> _What you should do_
Transcribe every line of the listing below without any deviation.
* * *
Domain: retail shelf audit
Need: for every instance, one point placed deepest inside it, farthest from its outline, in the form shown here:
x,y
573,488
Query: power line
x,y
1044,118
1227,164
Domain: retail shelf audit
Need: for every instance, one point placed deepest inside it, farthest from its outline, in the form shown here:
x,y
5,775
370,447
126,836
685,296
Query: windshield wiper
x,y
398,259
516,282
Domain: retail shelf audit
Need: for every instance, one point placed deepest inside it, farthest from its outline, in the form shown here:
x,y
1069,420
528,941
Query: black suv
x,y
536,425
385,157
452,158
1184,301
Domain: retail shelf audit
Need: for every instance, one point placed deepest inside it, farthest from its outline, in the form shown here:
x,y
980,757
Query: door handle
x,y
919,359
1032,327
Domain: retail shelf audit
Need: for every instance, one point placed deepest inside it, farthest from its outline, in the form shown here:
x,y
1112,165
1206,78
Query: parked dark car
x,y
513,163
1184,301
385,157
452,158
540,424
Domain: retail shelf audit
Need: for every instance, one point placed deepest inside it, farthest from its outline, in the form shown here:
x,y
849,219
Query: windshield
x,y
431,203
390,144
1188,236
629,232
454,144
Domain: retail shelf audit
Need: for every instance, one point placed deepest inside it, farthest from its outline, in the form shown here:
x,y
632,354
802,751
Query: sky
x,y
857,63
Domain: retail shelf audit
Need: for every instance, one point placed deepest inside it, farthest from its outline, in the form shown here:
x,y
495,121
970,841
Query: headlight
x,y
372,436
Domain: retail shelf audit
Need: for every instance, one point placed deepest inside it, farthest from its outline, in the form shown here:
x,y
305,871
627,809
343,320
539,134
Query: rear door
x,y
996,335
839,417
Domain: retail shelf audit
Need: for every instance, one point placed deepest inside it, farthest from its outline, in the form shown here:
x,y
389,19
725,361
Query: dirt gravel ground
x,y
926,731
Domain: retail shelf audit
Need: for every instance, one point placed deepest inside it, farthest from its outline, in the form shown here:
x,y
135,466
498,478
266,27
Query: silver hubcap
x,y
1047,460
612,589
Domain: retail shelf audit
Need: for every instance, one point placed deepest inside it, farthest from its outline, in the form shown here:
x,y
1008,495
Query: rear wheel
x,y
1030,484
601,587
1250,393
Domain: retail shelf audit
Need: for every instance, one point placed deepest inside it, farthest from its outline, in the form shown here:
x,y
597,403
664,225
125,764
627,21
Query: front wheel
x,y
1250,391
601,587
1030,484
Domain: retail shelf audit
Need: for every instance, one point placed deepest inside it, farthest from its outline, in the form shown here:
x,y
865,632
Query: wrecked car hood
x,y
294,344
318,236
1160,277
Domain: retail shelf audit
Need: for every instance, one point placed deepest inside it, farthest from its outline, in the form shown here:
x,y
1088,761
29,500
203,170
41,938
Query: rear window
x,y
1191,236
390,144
* * *
> _Correct answer_
Domain: retail shelf audit
Need: for every instance, one point placed deepest inside it, farthest from its outline, in the form shown here:
x,y
573,488
Query: power line
x,y
1044,118
1227,164
Domain: retail shelf audit
Need: for every instance, one point placed deepest inside it, farthest from its outline, in the form shown here:
x,y
5,775
370,447
126,836
685,296
Query: windshield wiper
x,y
398,259
516,282
Domain: retail shelf audit
Need: for every instance, one point placed deepest inside it, farthest from its outline, in the form shown here:
x,y
1069,420
528,941
Query: black suv
x,y
536,425
385,157
452,158
1184,301
Domain: retail shelf audit
Need: for every instance, one point placed deepest inside it, farthest from its outline, in the form shown here:
x,y
980,757
Query: door handle
x,y
919,359
1032,327
Domain: retail shelf audit
Need: for every instance, one point placed deepest inside it, farthest from its outline, in the form shown here:
x,y
1112,165
1206,78
Query: parked dark car
x,y
513,163
1184,301
385,157
452,158
540,424
Domain: retail shelf audit
Need: for every instance, one point placed deepest inside it, farthest from its outline, in the form shown here:
x,y
849,219
Query: windshield
x,y
431,203
390,144
1188,236
629,232
454,144
Domain: retail shelf audit
Need: for every instance, one point placed deepest inside it, farthest from its outline, in the form shown here:
x,y
632,354
802,751
Query: sky
x,y
857,63
Domain: retail shelf audit
Need: for every instance, one point placed deepest inside it, farthest from its outline, in the form shown here:
x,y
495,121
970,841
Query: headlight
x,y
372,436
Domain: retail shelf audit
Need: for every instance, one point placed deepest inside it, farthest from its outline, in the form shown here:
x,y
305,871
627,809
343,320
539,134
Query: rear door
x,y
996,335
839,417
Domain: retail shelf audit
Need: for every instance, one point placed deepest inside it, farthest from its outline, in the form shown here:
x,y
389,19
725,361
Query: dirt gravel ground
x,y
926,731
Domain: retail shelf audit
Need: for every instance, one point placed deepest inside it, farthest from its outline, in the form shown here:
x,y
135,466
498,478
266,27
Query: silver hubcap
x,y
1047,460
612,589
Domain: retail shelf audit
Need: for every instance, one point placed deepest inside it, farthest from its outline, in the form shown here:
x,y
1008,495
Query: rear wheel
x,y
1030,484
601,587
1250,393
Domain: retail shelf audit
Need: for every instance, one point placed deepest inside it, farthest from its outline, in the form shown here:
x,y
597,403
664,225
125,764
627,21
Query: front wheel
x,y
1250,391
601,587
1030,484
Domain: retail shelf audit
Need: for every instance, one point placed deepest inside it, farthest from its outline, in the form shown here:
x,y
865,632
Query: wrecked car hood
x,y
294,344
318,236
1160,277
Domain: retail shelf audit
Need: for every instance, one point placed deepest inside it, farthest from its outline, in the form shown here:
x,y
1088,761
29,500
203,170
41,938
Query: rear window
x,y
1191,236
390,144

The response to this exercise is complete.